**What you have to do:** The full listing, copied exactly, is the required output.

........

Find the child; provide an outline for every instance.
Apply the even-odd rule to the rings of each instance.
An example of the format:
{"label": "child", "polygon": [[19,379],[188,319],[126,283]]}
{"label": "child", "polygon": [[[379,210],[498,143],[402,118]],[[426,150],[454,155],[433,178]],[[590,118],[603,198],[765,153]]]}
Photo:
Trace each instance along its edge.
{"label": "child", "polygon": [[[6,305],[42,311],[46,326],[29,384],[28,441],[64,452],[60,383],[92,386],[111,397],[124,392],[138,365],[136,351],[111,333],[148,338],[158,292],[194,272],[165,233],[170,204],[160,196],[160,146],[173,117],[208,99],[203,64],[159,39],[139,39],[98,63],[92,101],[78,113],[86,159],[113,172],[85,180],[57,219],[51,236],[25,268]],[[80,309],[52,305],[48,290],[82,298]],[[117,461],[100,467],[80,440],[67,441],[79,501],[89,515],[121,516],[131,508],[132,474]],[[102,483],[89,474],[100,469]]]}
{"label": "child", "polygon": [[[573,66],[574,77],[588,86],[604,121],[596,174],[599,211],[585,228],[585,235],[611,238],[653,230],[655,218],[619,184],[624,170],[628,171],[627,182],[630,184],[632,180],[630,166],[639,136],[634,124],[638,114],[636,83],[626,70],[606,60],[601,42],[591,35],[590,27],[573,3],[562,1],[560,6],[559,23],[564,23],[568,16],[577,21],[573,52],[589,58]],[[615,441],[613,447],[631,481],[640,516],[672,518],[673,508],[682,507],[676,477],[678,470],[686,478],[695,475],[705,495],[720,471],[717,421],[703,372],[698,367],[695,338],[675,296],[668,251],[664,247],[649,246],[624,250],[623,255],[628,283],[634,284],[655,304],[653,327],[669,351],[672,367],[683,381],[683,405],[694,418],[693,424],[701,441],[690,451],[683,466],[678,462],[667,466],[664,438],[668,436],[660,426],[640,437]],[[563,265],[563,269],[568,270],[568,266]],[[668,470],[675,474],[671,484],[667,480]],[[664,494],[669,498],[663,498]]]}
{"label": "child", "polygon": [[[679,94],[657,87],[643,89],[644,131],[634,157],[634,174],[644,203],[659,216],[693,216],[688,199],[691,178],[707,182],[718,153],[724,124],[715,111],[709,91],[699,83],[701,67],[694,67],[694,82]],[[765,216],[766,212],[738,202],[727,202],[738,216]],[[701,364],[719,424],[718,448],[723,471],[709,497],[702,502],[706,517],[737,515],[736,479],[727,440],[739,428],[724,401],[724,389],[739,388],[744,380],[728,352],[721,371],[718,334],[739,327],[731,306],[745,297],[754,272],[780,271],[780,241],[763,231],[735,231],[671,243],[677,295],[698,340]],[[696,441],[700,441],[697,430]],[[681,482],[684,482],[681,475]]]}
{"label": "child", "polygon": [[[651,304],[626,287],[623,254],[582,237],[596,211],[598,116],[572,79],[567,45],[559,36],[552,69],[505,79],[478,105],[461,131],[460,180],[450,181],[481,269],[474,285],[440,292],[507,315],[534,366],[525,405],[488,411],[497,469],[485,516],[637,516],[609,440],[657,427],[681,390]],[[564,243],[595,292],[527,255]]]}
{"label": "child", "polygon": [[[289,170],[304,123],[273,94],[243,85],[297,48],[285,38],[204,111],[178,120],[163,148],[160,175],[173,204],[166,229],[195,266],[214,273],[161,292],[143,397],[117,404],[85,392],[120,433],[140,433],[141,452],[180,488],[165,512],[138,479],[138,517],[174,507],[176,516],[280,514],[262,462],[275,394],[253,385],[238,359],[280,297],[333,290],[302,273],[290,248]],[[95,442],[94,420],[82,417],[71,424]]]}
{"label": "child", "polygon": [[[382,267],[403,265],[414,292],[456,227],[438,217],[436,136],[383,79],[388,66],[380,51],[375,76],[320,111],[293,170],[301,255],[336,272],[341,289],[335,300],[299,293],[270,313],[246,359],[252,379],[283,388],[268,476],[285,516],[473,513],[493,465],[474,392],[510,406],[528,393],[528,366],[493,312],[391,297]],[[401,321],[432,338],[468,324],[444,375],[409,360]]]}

........

**Written solution:**
Find the child; provide an outline for every instance.
Apply the even-odd rule to the rings of each instance.
An example of the format:
{"label": "child", "polygon": [[19,379],[188,319],[126,283]]}
{"label": "child", "polygon": [[[379,210],[498,143],[402,118]],[[426,150],[454,155],[433,178]],[[590,118],[603,198],[765,153]]]}
Photo:
Trace each instance along its edge.
{"label": "child", "polygon": [[[6,305],[42,311],[46,326],[29,384],[28,441],[64,452],[60,383],[92,386],[111,397],[124,392],[138,365],[136,351],[111,333],[148,338],[158,292],[194,272],[165,233],[170,204],[160,196],[160,146],[173,117],[208,99],[203,64],[159,39],[139,39],[98,63],[92,101],[78,113],[86,159],[113,172],[85,180],[57,219],[51,236],[25,268]],[[80,309],[52,305],[48,290],[82,298]],[[117,461],[100,467],[80,440],[67,441],[79,501],[89,515],[121,516],[131,508],[132,474]],[[102,483],[89,474],[100,469]]]}
{"label": "child", "polygon": [[[573,66],[574,77],[588,86],[604,121],[596,174],[599,211],[585,228],[585,235],[611,238],[653,230],[655,218],[619,184],[624,170],[628,171],[627,182],[630,184],[632,180],[630,166],[639,136],[634,124],[638,114],[636,83],[626,70],[606,60],[601,42],[591,35],[590,27],[573,3],[562,1],[560,6],[559,23],[564,23],[568,16],[577,21],[573,52],[589,58]],[[615,441],[613,447],[631,481],[640,516],[672,518],[673,508],[682,507],[676,477],[678,470],[686,478],[695,475],[705,495],[720,471],[717,421],[703,372],[698,367],[695,338],[675,296],[668,251],[664,247],[649,246],[624,250],[623,255],[628,283],[634,284],[655,304],[653,327],[669,351],[672,367],[683,381],[683,405],[694,418],[693,424],[701,441],[690,451],[683,466],[678,462],[667,466],[664,438],[668,436],[660,426],[640,437]],[[563,265],[563,269],[568,270],[568,266]],[[668,470],[675,474],[671,484],[667,480]],[[664,494],[669,498],[663,498]]]}
{"label": "child", "polygon": [[[679,94],[657,87],[643,89],[644,131],[634,157],[634,174],[644,203],[659,216],[693,216],[688,199],[691,178],[707,182],[718,153],[724,124],[715,111],[709,91],[699,83],[701,67],[694,67],[694,82]],[[765,216],[766,212],[738,202],[727,202],[738,216]],[[701,364],[719,424],[718,448],[723,471],[709,497],[702,502],[706,517],[737,515],[736,479],[727,440],[739,428],[724,401],[724,389],[739,388],[744,380],[728,352],[721,371],[718,334],[739,327],[731,306],[745,297],[754,272],[780,271],[780,241],[763,231],[735,231],[671,243],[677,295],[698,340]],[[696,441],[700,441],[697,430]],[[681,482],[684,482],[681,475]]]}
{"label": "child", "polygon": [[[651,304],[626,287],[623,254],[582,237],[596,211],[598,116],[572,79],[567,45],[559,36],[552,69],[505,79],[478,105],[461,131],[460,180],[450,181],[481,269],[474,285],[440,292],[507,315],[534,366],[525,405],[488,411],[497,469],[485,516],[637,516],[609,440],[657,427],[681,390]],[[564,243],[595,292],[527,255]]]}
{"label": "child", "polygon": [[[289,170],[304,123],[273,94],[243,85],[297,48],[285,38],[204,111],[178,120],[163,148],[160,175],[173,204],[166,229],[195,266],[214,273],[161,292],[143,397],[117,404],[85,392],[120,433],[140,433],[141,452],[180,488],[165,512],[138,479],[138,517],[174,507],[176,516],[280,514],[262,462],[275,394],[253,385],[238,359],[280,297],[333,290],[302,273],[290,248]],[[95,442],[94,420],[82,417],[71,424]]]}
{"label": "child", "polygon": [[[382,267],[403,265],[414,292],[456,227],[438,217],[436,136],[383,79],[388,66],[380,51],[375,76],[320,111],[293,170],[301,255],[336,272],[341,289],[335,300],[299,293],[270,313],[246,359],[252,379],[283,388],[268,476],[285,516],[473,513],[493,465],[474,392],[510,406],[528,393],[528,366],[493,312],[391,297]],[[401,321],[432,338],[468,324],[444,375],[409,360]]]}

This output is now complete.